**TASK DIRECTIONS**
In your answer, print every record exactly as it is written.

* * *

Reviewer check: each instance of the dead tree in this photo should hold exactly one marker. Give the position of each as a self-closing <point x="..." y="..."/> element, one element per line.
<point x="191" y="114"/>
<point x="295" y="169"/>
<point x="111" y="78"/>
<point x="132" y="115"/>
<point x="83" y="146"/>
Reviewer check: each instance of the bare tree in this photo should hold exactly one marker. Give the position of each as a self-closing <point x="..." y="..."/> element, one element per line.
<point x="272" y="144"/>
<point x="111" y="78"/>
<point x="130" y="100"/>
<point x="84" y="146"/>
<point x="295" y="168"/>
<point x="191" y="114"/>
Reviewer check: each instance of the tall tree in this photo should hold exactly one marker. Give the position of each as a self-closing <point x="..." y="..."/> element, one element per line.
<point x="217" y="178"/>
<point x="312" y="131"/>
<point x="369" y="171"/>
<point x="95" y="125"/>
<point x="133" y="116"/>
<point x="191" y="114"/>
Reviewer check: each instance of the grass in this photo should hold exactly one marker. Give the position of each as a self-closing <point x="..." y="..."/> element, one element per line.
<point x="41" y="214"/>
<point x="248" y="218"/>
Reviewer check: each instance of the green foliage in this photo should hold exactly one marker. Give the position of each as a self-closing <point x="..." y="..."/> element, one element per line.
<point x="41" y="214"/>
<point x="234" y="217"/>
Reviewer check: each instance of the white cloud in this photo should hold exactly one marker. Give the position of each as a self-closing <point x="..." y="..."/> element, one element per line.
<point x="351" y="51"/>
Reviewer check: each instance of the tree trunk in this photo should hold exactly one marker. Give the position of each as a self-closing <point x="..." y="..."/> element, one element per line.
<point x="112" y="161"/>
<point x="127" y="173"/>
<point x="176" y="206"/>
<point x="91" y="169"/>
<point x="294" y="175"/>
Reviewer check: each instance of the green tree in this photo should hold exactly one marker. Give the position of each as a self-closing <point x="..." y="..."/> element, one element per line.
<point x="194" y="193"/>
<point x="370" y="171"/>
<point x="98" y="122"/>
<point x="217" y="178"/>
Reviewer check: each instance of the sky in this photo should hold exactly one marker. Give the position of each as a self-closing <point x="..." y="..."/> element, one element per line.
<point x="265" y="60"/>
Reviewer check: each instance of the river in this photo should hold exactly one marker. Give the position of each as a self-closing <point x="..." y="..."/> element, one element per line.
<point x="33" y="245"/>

* * *

**SOLUTION TO THIS EXERCISE**
Reviewer check: each instance of the dead tree in this photo should hold exactly one marker. Give the position of each as a self-closing <point x="..." y="..."/> element, one element per line.
<point x="191" y="114"/>
<point x="295" y="169"/>
<point x="111" y="78"/>
<point x="132" y="115"/>
<point x="83" y="146"/>
Reviewer check: each instance of the bare tree in this photo should hold exactly one marker. Give the position of each as a self-closing <point x="..." y="..."/> element, one element per line.
<point x="272" y="144"/>
<point x="111" y="78"/>
<point x="130" y="100"/>
<point x="84" y="146"/>
<point x="295" y="168"/>
<point x="191" y="114"/>
Reviewer check: each instance of the tall tree in this photo should hold exactly one marker. Give the position of each as a self-closing <point x="..." y="..."/> element, one element per line.
<point x="217" y="178"/>
<point x="312" y="131"/>
<point x="369" y="171"/>
<point x="95" y="125"/>
<point x="133" y="116"/>
<point x="191" y="114"/>
Reviewer check: each instance of the grass in this photo should hold exactly one marker. Give the position of each as a self-closing <point x="..." y="..."/> element, one element per line.
<point x="41" y="214"/>
<point x="248" y="218"/>
Reviewer check: each instance of the green foliage in this photo should hold exactly one marker. Give the position of each as a self-closing <point x="..." y="..."/> element, one element per line.
<point x="41" y="214"/>
<point x="234" y="217"/>
Reviewer check: each instance of the white cloud in this photo should hold exactly one marker. Give the position of each as a self-closing <point x="..." y="..."/> element, one element per line.
<point x="351" y="51"/>
Reviewer check: each instance of the tree trunk in this photo should hold exactly one marker. Give the position of each as a self-closing <point x="..." y="..."/> element, one element per line.
<point x="112" y="161"/>
<point x="127" y="173"/>
<point x="176" y="206"/>
<point x="91" y="169"/>
<point x="294" y="175"/>
Reviewer check: each instance of the green tree in this photo should hold exactly one marker. Give the position of each as a self-closing <point x="..." y="..."/> element, one element per line.
<point x="194" y="193"/>
<point x="370" y="171"/>
<point x="98" y="122"/>
<point x="217" y="178"/>
Reviewer check: each instance of the sky in this photo should hold exactly one marker. Give the position of each as a self-closing <point x="..." y="..."/> element, one element per line.
<point x="265" y="60"/>
Reviewer check: each instance of the river in this photo should hold exactly one marker. Give the position of each as a self-closing <point x="..." y="..."/> element, one element per line.
<point x="33" y="245"/>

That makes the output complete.